(Rows from a pointing dataset)
** begin **
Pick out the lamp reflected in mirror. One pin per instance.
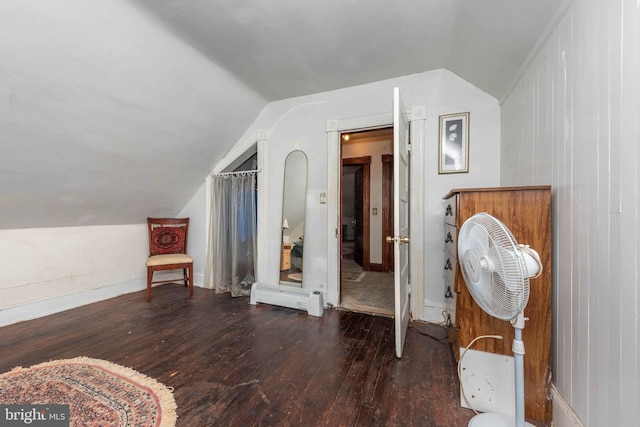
(293, 219)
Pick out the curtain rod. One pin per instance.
(237, 173)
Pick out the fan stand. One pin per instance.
(489, 419)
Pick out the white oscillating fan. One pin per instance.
(497, 270)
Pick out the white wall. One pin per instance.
(573, 121)
(45, 270)
(299, 124)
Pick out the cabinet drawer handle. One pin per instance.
(448, 265)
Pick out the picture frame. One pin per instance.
(453, 147)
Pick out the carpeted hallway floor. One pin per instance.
(366, 291)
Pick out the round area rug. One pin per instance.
(99, 393)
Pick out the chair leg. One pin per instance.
(149, 278)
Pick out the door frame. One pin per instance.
(333, 129)
(387, 212)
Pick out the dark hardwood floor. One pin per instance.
(231, 363)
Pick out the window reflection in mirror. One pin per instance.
(293, 219)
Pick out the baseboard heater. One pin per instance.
(284, 296)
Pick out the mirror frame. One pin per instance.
(293, 220)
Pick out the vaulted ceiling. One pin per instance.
(114, 110)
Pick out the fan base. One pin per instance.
(494, 420)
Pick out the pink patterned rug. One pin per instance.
(99, 393)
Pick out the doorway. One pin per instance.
(366, 215)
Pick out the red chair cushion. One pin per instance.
(167, 240)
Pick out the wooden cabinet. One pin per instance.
(285, 256)
(526, 211)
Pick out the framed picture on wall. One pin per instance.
(454, 143)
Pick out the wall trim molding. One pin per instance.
(46, 307)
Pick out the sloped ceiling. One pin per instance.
(114, 110)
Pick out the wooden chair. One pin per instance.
(168, 250)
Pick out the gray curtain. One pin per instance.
(232, 239)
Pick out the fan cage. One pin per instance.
(502, 287)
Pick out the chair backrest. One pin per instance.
(168, 235)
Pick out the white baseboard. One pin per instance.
(563, 414)
(37, 309)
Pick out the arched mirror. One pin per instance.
** end **
## TASK GOAL
Rewrite all the lines above, putting "Point to" wherever "Pick out" appears and leaving everything else unchanged. Leave the pictures out of your answer.

## PROBLEM SOLUTION
Point to the lamp reflected in mirror. One pin per instance.
(293, 219)
Point to the curtain rod. One pin per instance.
(237, 173)
Point to the fan stand. One pin per instance.
(489, 419)
Point to the white oscillating fan. One pin per instance.
(497, 270)
Point to the white wall. One pin per instance.
(573, 121)
(45, 270)
(299, 124)
Point to the cabinet drawer handle. One pin per instance.
(448, 265)
Point to the picture frame. One pin per instance.
(453, 147)
Point to the carpeted hallway floor. One pin per instance.
(366, 291)
Point to the round area rug. One pin per instance.
(99, 393)
Point to the chair leg. One pin per instance.
(149, 278)
Point to the door frame. One pin per instance.
(333, 129)
(387, 212)
Point to the dark hardwood floor. One pin per instance.
(231, 363)
Point to the window reflection in mirror. One pin per instance.
(293, 219)
Point to the baseboard heater. One pin per instance.
(284, 296)
Point to the mirror frame. One pin per instance.
(293, 220)
Point to the vaulted ceiling. One pin per instance.
(114, 110)
Point to the fan base. One pin per instance.
(494, 420)
Point to the pink patterned rug. One pin per instance.
(99, 393)
Point to the doorway. One pin per instance.
(366, 215)
Point to the red chair cushion. One pin per instance.
(167, 240)
Point to the wooden cabinet. One pin per instance.
(285, 256)
(526, 211)
Point to the framed picture on wall. One pin per instance.
(454, 143)
Point to the wall trim molding. One pin per instance.
(46, 307)
Point to the sloped ceiling. One pin per instance.
(114, 110)
Point to the wooden chair. One pin per instance.
(168, 250)
Point to the gray curtain. One pin per instance.
(232, 239)
Point to the fan cage. One pin per instance.
(502, 287)
Point to the chair backrest. One pin per instance.
(168, 235)
Point to the white baseboard. One pin per instance.
(563, 414)
(37, 309)
Point to the arched mirror. One pin per instance.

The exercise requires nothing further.